WORK TO BE COMPLETED
Exactly and only the lines from the one with "unopened bud as a single dot per instance." through the end of the listing are to be transcribed, both ends included.

TASK MATERIAL

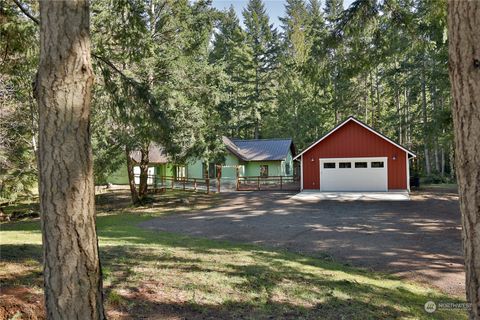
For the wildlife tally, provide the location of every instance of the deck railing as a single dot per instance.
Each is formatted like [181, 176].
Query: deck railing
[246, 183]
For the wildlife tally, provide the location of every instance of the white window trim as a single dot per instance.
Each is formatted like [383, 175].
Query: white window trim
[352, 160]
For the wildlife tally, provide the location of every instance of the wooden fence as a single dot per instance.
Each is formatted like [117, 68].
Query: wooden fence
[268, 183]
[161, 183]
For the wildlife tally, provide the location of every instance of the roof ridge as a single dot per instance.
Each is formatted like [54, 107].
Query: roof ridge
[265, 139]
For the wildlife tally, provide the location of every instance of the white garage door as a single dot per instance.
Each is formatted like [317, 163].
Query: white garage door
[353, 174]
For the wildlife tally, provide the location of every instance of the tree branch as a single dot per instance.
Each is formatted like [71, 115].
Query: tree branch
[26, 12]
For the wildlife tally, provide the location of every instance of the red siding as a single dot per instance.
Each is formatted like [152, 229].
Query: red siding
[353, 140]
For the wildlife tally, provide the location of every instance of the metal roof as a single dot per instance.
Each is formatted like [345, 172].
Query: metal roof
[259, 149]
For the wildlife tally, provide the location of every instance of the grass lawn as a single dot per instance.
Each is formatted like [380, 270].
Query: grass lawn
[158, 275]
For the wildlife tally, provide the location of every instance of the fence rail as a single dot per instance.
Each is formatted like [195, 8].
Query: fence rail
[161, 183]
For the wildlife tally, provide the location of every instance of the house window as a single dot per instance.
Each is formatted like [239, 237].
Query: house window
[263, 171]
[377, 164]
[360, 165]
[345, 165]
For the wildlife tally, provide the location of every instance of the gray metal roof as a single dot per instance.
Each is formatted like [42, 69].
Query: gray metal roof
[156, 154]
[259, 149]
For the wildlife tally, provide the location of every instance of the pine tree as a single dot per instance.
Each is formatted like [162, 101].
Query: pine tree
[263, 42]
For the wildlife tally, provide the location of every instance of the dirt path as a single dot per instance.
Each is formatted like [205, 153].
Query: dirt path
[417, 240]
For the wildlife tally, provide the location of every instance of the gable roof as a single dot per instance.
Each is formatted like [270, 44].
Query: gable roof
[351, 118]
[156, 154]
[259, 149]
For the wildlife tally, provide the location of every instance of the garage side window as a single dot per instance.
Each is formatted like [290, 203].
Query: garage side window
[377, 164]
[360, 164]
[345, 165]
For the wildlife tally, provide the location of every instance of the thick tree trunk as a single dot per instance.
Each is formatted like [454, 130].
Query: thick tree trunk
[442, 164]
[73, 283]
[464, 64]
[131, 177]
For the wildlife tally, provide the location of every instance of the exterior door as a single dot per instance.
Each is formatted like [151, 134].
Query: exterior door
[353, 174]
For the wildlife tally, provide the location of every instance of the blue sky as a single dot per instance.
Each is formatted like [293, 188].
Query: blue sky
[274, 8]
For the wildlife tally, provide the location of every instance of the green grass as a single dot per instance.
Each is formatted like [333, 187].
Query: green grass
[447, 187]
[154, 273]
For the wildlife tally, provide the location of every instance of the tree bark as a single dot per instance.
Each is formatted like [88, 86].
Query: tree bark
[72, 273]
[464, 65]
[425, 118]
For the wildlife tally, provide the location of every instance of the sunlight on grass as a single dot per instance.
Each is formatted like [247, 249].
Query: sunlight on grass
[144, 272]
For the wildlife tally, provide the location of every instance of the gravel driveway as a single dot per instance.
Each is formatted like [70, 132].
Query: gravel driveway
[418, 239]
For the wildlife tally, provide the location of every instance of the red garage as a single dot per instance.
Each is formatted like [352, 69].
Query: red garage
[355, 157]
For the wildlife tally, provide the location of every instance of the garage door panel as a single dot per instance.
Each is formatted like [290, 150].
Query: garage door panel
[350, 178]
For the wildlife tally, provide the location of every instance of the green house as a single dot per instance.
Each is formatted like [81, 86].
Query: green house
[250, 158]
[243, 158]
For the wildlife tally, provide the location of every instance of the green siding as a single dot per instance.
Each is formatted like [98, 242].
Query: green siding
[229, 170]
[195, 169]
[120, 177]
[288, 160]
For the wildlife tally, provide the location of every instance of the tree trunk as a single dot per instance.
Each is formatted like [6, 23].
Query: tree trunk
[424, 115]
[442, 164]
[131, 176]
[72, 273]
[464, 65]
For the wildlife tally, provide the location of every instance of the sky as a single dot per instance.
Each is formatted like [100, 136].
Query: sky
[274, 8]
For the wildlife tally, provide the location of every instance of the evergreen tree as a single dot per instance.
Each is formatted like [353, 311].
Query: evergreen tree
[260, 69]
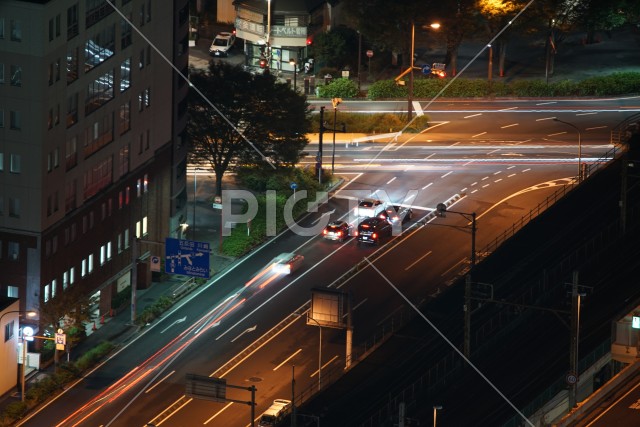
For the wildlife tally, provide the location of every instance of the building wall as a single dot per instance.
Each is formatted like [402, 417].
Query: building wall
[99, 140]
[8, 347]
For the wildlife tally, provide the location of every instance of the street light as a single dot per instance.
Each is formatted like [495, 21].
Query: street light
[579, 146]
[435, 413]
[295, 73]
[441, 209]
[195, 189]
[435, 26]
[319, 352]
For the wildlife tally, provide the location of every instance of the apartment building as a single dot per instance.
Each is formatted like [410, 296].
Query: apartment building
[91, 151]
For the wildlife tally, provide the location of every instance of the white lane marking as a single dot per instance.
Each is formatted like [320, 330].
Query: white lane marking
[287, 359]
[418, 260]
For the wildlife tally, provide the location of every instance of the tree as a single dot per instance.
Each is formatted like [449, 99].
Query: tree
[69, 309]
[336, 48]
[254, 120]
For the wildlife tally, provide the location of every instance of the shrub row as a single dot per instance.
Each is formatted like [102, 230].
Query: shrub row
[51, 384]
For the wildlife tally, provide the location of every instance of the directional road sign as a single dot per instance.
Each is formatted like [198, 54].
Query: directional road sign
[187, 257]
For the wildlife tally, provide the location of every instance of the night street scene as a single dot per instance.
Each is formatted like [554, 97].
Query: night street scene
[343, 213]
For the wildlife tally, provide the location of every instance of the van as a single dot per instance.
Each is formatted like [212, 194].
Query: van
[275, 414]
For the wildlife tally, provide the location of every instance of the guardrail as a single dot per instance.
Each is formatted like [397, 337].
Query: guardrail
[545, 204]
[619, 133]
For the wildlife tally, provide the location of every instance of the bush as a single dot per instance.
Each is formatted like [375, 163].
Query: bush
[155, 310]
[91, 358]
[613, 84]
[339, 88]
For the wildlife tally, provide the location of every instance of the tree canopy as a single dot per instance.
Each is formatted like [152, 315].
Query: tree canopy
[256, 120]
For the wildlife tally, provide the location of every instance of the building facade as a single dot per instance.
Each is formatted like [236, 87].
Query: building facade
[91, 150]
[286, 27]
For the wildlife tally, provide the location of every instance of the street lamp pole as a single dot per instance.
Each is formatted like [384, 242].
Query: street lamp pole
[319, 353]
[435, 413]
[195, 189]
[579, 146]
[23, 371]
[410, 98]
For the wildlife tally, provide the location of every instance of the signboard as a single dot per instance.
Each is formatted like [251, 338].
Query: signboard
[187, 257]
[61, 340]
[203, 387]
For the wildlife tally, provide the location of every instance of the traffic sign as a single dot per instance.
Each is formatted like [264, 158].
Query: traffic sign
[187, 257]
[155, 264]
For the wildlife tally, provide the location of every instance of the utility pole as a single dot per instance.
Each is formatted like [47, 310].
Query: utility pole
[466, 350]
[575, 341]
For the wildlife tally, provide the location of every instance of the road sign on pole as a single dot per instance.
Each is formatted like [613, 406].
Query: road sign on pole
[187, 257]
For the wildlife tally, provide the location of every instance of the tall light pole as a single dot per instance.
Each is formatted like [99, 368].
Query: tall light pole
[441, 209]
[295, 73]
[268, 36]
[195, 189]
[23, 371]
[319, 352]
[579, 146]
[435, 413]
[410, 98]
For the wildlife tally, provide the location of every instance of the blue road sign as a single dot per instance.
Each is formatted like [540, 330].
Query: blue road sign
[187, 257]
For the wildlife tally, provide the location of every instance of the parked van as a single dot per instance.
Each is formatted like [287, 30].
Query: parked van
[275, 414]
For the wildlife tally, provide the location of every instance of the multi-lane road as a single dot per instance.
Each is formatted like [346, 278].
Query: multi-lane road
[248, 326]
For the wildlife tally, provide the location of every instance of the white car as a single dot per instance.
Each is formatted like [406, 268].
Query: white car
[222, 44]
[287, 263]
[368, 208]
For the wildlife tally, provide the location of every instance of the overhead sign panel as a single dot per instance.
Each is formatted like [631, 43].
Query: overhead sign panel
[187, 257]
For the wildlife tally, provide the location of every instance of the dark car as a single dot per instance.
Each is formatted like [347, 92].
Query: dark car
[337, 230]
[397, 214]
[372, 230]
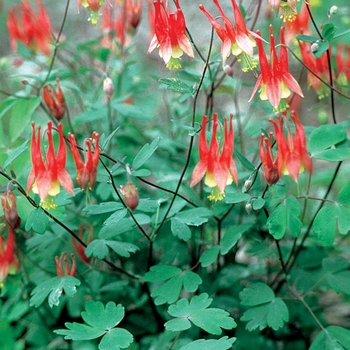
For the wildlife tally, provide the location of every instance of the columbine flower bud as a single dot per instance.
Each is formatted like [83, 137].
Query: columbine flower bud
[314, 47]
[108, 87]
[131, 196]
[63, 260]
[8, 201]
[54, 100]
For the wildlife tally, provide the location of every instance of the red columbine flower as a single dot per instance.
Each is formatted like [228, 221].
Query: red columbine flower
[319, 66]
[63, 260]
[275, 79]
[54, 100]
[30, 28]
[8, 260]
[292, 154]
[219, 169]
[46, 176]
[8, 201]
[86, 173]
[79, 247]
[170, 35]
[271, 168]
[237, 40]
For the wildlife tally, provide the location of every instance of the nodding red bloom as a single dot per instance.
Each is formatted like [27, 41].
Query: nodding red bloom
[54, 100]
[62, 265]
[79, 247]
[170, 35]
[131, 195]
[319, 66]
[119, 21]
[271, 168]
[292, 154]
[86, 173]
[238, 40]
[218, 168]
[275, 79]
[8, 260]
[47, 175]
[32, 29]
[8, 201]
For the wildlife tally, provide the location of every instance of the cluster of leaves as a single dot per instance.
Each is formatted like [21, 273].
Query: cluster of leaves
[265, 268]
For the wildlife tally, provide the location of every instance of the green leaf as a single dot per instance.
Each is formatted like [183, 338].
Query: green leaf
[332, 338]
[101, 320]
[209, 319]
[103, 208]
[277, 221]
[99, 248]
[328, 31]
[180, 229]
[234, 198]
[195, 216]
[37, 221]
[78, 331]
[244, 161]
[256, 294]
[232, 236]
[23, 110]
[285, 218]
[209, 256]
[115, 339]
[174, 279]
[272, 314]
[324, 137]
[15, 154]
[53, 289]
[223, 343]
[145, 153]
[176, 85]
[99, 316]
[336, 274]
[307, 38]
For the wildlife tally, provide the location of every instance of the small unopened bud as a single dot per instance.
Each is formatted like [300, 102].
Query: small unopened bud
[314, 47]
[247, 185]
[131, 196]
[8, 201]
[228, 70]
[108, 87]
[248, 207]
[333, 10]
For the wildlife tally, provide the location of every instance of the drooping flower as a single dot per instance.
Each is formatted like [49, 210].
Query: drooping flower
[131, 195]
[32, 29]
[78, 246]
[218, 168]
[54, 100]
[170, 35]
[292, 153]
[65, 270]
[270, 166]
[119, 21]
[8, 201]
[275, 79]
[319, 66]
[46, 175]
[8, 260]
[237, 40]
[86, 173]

RESPONSE TO THIS EXERCISE
For the wildlife tally, provide the location of every instance of the small unopened bud as a single dot per instance.
Each is formatted like [300, 102].
Query: small unopened bud
[314, 47]
[247, 185]
[131, 196]
[8, 201]
[228, 70]
[108, 87]
[248, 207]
[333, 10]
For the wildlife tally, provide the location of every instance of the drooping flower as a single dot per instance.
Each is formatted like [49, 210].
Query: drooping flower
[131, 195]
[32, 29]
[78, 246]
[218, 168]
[54, 100]
[170, 35]
[292, 153]
[65, 270]
[270, 166]
[119, 21]
[8, 201]
[275, 79]
[319, 66]
[46, 175]
[8, 260]
[237, 40]
[86, 173]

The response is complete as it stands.